* START Extract *
DIGRESSION: A WALK IN THE AUTUMN OF PERESTROIKA
A little history: Kiev is not only a Ukrainian city. For centuries it was the capital of the Kievan Rus, the centre of the ancient Russian civilisation – but then the Mongols arrived and turned the Slavic princes into their vassals, thus displacing the centre of power. Kreschatyk, the central street, derives its name from the word for baptism in both Russian and Ukrainian. It is the eastward route to the river Dnepr, where the Grand Prince Vladimir’s subjects were baptised into Christianity in 988.
That happened over a thousand years ago, however, and since then many invasions and revolutions have swept through Kiev, bringing with them upheaval, disorder, death. In the three years following the February Revolution in 1917, for example, Kiev was the seat of no fewer than twelve different regimes. The Orange Revolution was not the first time the country had cried out for rebirth.
* END Extract *
[Written task a]
Please copy the listing from the line with "Can you find the small" through the end of the listing, swapping "Drop" for "Place" and keeping everything else the same.
* START Data excerpts *
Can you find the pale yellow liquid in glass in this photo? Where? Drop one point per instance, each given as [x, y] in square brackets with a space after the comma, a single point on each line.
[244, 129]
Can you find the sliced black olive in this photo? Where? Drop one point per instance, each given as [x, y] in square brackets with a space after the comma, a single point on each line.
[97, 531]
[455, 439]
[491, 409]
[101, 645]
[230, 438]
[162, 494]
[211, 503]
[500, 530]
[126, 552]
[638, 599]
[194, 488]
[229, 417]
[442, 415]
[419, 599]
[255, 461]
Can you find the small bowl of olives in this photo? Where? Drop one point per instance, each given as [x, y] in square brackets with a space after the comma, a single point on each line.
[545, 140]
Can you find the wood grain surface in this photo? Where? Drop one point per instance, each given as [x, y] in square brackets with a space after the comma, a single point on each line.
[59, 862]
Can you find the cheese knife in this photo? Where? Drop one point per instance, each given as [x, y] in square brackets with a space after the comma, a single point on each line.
* END Data excerpts *
[Written task b]
According to the Kiev extract, how many different regimes had their seat in Kiev in the three years following the February Revolution in 1917?

[Problem solution a]
Can you find the small bowl of olives in this photo? Where? Place one point per instance, each given as [x, y] in square brackets with a space after the comma, a single point on each line.
[545, 140]
Can you find the wood grain surface in this photo? Where? Place one point per instance, each given as [x, y] in square brackets with a space after the comma, a single point on each line.
[59, 862]
Can you find the cheese knife in this photo? Where? Place one point per instance, each given as [x, y] in square brackets with a space after the comma, a single point on each line.

[Problem solution b]
Twelve